By Jack Campbell | |5 minute read
What An Inclusive Workplace Should Look Like From Lander Rogers Partner Aaron Goonrey

Partner at Lander & Rogers and workplace relations and safety expert Aaron Goonrey joined The HR Leader on 24 November 2022 to discuss what an inclusive company should look like.

“In my view, a truly inclusive organisation is where a workforce is diverse at all levels and employees feel, at the very least, valued, heard and understood,” said Mr Goonrey.

“And a key factor in the success of any inclusive initiative is having the ability for the leaders of an organisation to see and listen to every person’s point of view.”


Providing staff with a safe environment is important, said Mr Goonrey: “The workforce should be one where all employees feel safe to be themselves and to be able to contribute to having an inclusive culture. There should be one where there’s a promotion of awareness of unconscious bias, particularly for those in leadership roles and for those who make recruitment and other decisions in the employment life cycle.”

“It’s asking your people what an inclusive organisation means for them and what their aspirations are for the organisation in that regard. Because it’s all very well and good for someone like me to sit there and say, ‘This is what I think a truly inclusive organisation is’, but ultimately, why not ask your people what that means for them?”

As Mr Goonrey outlined, diversity can bring varying experiences, perspectives, and skills that can all be valuable assets to a business. However, it is more than just filling a cultural quota.

(Dataset entries)
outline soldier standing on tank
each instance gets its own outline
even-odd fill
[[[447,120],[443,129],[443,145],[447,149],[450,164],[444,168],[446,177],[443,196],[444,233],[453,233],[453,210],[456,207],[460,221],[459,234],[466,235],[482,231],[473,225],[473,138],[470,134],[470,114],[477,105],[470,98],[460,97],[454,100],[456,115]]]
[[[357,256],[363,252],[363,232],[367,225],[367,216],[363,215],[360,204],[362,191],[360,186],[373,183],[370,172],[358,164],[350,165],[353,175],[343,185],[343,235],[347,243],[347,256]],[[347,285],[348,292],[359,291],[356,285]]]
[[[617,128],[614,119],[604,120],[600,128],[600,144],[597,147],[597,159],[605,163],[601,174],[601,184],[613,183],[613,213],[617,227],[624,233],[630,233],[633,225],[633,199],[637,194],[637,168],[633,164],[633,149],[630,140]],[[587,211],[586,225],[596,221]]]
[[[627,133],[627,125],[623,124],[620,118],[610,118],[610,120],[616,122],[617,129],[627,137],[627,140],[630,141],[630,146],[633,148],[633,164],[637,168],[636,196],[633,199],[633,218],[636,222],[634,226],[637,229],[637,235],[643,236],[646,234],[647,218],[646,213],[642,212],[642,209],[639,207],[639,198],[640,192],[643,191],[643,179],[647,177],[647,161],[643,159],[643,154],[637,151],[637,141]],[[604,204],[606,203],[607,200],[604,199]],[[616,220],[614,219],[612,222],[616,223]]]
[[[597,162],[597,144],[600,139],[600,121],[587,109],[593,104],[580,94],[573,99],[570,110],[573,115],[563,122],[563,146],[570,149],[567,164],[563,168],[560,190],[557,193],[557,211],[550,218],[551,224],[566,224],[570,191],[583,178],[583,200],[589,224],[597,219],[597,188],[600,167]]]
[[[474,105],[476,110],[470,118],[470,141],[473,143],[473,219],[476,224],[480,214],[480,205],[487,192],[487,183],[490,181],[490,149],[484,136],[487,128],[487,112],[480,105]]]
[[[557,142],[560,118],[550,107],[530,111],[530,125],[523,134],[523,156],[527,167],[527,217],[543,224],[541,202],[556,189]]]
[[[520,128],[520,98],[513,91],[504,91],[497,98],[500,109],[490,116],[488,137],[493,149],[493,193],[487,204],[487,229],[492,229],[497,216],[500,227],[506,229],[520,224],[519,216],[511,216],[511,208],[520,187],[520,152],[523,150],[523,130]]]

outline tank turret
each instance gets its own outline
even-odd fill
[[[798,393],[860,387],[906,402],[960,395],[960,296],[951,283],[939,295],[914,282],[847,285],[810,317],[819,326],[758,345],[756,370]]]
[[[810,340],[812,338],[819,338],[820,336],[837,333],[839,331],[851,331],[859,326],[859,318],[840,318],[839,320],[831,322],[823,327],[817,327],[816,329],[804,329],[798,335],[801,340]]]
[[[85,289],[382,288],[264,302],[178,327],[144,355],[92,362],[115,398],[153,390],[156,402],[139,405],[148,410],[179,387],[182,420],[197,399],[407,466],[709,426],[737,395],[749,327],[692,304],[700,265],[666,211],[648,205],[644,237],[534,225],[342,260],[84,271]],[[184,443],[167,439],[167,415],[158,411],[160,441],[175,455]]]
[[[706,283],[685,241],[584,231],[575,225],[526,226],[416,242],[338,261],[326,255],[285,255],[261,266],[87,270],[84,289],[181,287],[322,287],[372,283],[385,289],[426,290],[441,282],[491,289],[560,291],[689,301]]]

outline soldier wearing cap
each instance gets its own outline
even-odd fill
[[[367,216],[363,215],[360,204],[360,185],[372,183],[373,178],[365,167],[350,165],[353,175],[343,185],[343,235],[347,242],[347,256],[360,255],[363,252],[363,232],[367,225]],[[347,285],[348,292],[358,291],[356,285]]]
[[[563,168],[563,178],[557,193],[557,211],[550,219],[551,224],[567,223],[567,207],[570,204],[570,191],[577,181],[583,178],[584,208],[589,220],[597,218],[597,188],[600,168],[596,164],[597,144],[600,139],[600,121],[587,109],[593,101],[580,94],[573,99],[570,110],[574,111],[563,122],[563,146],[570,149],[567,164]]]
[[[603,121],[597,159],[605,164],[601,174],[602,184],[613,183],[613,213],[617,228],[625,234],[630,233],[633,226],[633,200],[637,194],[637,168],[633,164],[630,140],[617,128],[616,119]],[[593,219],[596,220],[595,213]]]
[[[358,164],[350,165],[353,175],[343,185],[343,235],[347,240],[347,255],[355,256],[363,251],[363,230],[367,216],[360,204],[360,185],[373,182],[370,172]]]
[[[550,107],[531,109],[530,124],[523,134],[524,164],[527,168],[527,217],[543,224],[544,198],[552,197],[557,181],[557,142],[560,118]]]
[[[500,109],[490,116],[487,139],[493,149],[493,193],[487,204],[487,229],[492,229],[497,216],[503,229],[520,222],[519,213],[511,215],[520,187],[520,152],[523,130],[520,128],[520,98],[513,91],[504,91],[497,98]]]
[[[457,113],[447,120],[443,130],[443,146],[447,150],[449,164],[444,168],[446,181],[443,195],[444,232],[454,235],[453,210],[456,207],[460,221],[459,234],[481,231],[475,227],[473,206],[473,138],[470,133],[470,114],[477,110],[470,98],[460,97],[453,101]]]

» **Problem details**: Reproduce word for word the passage of the article on inclusive workplaces that begins at the words containing "By Jack Campbell" and stops after "should look like.".

» **Written reply**:
By Jack Campbell | |5 minute read
What An Inclusive Workplace Should Look Like From Lander Rogers Partner Aaron Goonrey

Partner at Lander & Rogers and workplace relations and safety expert Aaron Goonrey joined The HR Leader on 24 November 2022 to discuss what an inclusive company should look like.